_Kutipan Teks_:
•••••

MAYAK vs MANYING

on Sabtu, 16 Mei 2009

Maya’ Vs Manyeng

Adalah “Manyeng” (bahasa madura), predikat yang aku sandangkan kepada salah seorang cewek, yang kebetulan dia satu kampus, satu jurusan sekaligus satu kelas dengan aku. Arti manyeg itu sendiri adalah orang yang suka nangis. Bermula dari suatu peristiwa yang menurutku tidak terlalau penting, yaitu ditinggalkannya diriku sewaktu membantu untuk memegang buku si cewek tersebut. Aku yang kebetulan baru kenal dengan Rinal (nama asli manyeng), dimintanya untuk memegang bukunnya dan menunggunya sebentar….r..r…saja. Tanpa pikir panjang aku pun memutuskan untuk menunggunya. Tapi semuanya terjadi diluar dugaan, manyeng yang aku tunggu-tunggu ternyata belum menampakkan batang hidungnya yang mau tidak mau harus aku akui alat penciumannya itu lumayan mancung (tapi gak mancung-mancung amat masih mancungan punyaku, heeeee). Sehingga spontanitas aku memutuskan untuk pulang dan meninggalkannya tanpa berpikir entah nantinya dia bingung atau tidak.
Beberapa menit setalah kepulanganku ke tempat dimana aku tinggal waktu itu (rumah kontrakan) hand phone ku yang tidak lebih dari model nokia type 2300 berdering. Pelan-pelan…… aku angkat dan ternyata betul, di layar hpku bertuliskan PBI MAXENK (nama samaran Rinal yang aku tulis di hp aku). Dalam percakapan itu manyeng bertanya: ”ari….., neng di? (bahasa jawa yang artinya di mana).
“loch aku udah di rumah sekarang” kata aku.
“terus buku aku ada di mana?”

•••••

_Baris Data_:
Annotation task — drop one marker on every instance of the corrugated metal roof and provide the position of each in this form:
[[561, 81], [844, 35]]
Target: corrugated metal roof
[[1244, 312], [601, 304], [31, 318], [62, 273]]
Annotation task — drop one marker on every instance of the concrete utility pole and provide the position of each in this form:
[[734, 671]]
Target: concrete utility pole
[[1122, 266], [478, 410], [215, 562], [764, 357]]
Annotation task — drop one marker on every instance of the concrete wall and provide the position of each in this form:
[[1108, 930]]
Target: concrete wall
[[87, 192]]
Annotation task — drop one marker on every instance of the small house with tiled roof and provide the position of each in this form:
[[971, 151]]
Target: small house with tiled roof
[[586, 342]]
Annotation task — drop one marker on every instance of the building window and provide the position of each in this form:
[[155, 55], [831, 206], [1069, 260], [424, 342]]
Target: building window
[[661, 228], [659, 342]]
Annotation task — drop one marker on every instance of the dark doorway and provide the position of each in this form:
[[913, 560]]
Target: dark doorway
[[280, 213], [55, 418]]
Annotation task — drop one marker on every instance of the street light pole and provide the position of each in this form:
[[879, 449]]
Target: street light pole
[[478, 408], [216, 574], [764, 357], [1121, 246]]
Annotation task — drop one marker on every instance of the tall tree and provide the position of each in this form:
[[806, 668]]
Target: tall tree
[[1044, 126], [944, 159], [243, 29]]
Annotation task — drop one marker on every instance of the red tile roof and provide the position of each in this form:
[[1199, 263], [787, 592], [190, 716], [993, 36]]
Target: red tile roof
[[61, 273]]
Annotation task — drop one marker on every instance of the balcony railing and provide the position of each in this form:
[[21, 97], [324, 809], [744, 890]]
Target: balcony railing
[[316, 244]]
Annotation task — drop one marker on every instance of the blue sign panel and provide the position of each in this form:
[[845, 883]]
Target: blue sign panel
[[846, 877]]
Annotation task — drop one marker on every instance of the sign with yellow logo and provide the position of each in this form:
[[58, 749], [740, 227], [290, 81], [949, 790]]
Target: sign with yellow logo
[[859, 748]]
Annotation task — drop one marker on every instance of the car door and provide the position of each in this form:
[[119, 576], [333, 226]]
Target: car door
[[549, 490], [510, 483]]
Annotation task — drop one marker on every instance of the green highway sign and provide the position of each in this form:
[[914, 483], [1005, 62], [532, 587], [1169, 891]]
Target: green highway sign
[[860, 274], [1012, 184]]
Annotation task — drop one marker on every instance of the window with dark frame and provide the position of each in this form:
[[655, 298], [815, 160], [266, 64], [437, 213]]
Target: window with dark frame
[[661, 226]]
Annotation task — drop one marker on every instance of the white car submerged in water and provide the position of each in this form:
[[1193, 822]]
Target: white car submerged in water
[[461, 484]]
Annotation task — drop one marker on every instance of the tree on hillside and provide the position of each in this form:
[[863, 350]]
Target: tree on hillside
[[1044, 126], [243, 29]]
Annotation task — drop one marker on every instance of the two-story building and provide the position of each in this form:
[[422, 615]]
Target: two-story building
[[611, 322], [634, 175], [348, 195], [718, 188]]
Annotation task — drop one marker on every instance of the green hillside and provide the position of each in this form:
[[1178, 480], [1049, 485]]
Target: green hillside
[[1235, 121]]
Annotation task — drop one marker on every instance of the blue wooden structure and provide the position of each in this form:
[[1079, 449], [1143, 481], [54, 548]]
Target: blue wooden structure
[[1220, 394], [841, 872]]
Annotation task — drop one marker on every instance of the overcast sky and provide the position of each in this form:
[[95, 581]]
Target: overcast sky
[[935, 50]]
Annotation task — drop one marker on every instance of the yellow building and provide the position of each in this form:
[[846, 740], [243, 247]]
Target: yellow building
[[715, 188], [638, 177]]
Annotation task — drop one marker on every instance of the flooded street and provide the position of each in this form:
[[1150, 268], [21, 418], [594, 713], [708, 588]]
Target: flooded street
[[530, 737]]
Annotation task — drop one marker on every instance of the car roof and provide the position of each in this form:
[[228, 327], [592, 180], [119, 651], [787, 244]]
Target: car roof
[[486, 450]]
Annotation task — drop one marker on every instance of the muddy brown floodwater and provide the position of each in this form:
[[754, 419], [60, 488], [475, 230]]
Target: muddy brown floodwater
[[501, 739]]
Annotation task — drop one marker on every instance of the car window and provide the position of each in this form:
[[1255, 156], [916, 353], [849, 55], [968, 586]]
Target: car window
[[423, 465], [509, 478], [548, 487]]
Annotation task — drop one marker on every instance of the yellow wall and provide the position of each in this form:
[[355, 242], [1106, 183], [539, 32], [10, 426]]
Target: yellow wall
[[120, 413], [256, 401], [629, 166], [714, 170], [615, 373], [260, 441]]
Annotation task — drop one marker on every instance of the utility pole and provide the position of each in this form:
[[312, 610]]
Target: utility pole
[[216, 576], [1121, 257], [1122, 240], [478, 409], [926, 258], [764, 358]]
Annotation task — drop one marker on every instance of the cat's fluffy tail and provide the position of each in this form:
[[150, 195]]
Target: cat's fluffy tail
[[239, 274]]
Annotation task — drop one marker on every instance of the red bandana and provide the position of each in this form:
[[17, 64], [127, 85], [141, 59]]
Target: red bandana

•••••

_Daftar Tugas_:
(1) Salin persis sebagian kutipan teks, mulai dari kata-kata "Beberapa menit setalah" dan berhenti sesudah kata-kata "artinya di mana).".
(2) Jawablah pertanyaan berikut berdasarkan kutipan teks.
(a) Kata "Manyeng" berasal dari bahasa apa?
(b) Ponsel tokoh aku bermodel apa?
(c) Nama apa yang muncul di layar ponsel tokoh aku ketika ponsel itu berdering?
(3) Teruskan cerita tentang Rinal yang dijuluki Manyeng, mulai dari bagian sesudah kalimat terakhir yang tercantum.

_Kunci Jawaban_:
(1)
Beberapa menit setalah kepulanganku ke tempat dimana aku tinggal waktu itu (rumah kontrakan) hand phone ku yang tidak lebih dari model nokia type 2300 berdering. Pelan-pelan…… aku angkat dan ternyata betul, di layar hpku bertuliskan PBI MAXENK (nama samaran Rinal yang aku tulis di hp aku). Dalam percakapan itu manyeng bertanya: ”ari….., neng di? (bahasa jawa yang artinya di mana).

(2)
(a) Kata "Manyeng" berasal dari bahasa Madura.
(b) Ponsel tokoh aku bermodel Nokia tipe 2300.
(c) Nama yang muncul di layar adalah PBI MAXENK, nama samaran Rinal.

(3)
“bukumu aku tinggal di kelas” jawabku waktu itu. Padahal sebenarnya, bukunya aku bawa ke kontrakanku. Aku sengaja berbohong karena pada waktu itu aku lumayan kesel sama dia. Maklum lah, aku kan cowok, masak cowok harus mengbdikan diri kepada cewek?
Mungkin karena marah sama aku, cewek kelahiran 8 februari 1991 itu langsung tutup telepon seraya bilang “yo wes” (ya sudah).
Sekembalinya aku ke kampus, dia tampak lemas sepaerti habis kehilangan benda yang sangat berharga. Banar sekali, setelah aku berikan bukunya, dia bercerita kalau perbuatanku telah buat dirimya nangis. Sumpah aku jadi kasian sama dia. Seandainya aku tahu perbuatanku akan berahir seperti itu, mungkin aku tidak akan melakukan hal yang menurutku hanyalah sepele.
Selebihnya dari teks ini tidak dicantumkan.